**Seçilen Bölüm**.
= = =

Sahibine Mesajlar
Sayın Asım Akansoy, Parti Başkanı ile MYK ile Parti Mecisi arasında sürekli gerilim var. bu göz ardı edilemez. Parti içinde kamplaşmalar ve sıkıntılar var. Parti bunlar göz ardı edilerek yönetilemez. Bu bölünmeye kadar gider sözleriniz gündeme bomba gibi düştü. Herkes kol kırılır yen içinde kalır feslefesine iyi alıştı. Kol yen içinde kırıla kırıla kangren oldu milletin haberi yok. Bak Asım gardaş. Kırılan kol yen içinde öylece kalırsa kangren olur. Kangren olunca da o kolu keser atarsın. Senin konuşman kolun yen içinden çıkartılıp iyileştirilmesi içindir.Konuş Asım, konuş sen konuştukça birileri uyanıyor ve kolun yen içinde kangren olmaması için kolları sıvıyor.

= = =

(Bir veri derlemesinden kayıtlar)

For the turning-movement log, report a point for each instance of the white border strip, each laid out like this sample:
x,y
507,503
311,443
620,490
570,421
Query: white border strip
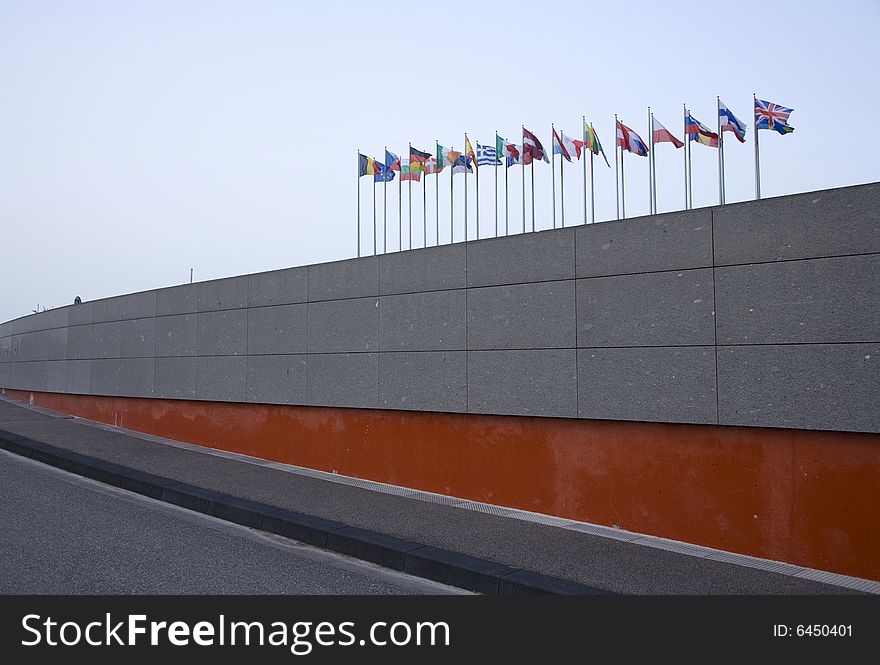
x,y
669,545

= = =

**Yapılacak İş**. Asım Akansoy'a seslenen yazıyı "Sahibine Mesajlar" ile başlayıp "için kolları sıvıyor." ile biten kısmıyla yeniden yaz ve bu kısımda "gerilim" yerine "çekişme" koyarak güncelle.

**Alıştırmanın Çözümü**.
Sahibine Mesajlar
Sayın Asım Akansoy, Parti Başkanı ile MYK ile Parti Mecisi arasında sürekli çekişme var. bu göz ardı edilemez. Parti içinde kamplaşmalar ve sıkıntılar var. Parti bunlar göz ardı edilerek yönetilemez. Bu bölünmeye kadar gider sözleriniz gündeme bomba gibi düştü. Herkes kol kırılır yen içinde kalır feslefesine iyi alıştı. Kol yen içinde kırıla kırıla kangren oldu milletin haberi yok. Bak Asım gardaş. Kırılan kol yen içinde öylece kalırsa kangren olur. Kangren olunca da o kolu keser atarsın. Senin konuşman kolun yen içinden çıkartılıp iyileştirilmesi içindir.Konuş Asım, konuş sen konuştukça birileri uyanıyor ve kolun yen içinde kangren olmaması için kolları sıvıyor.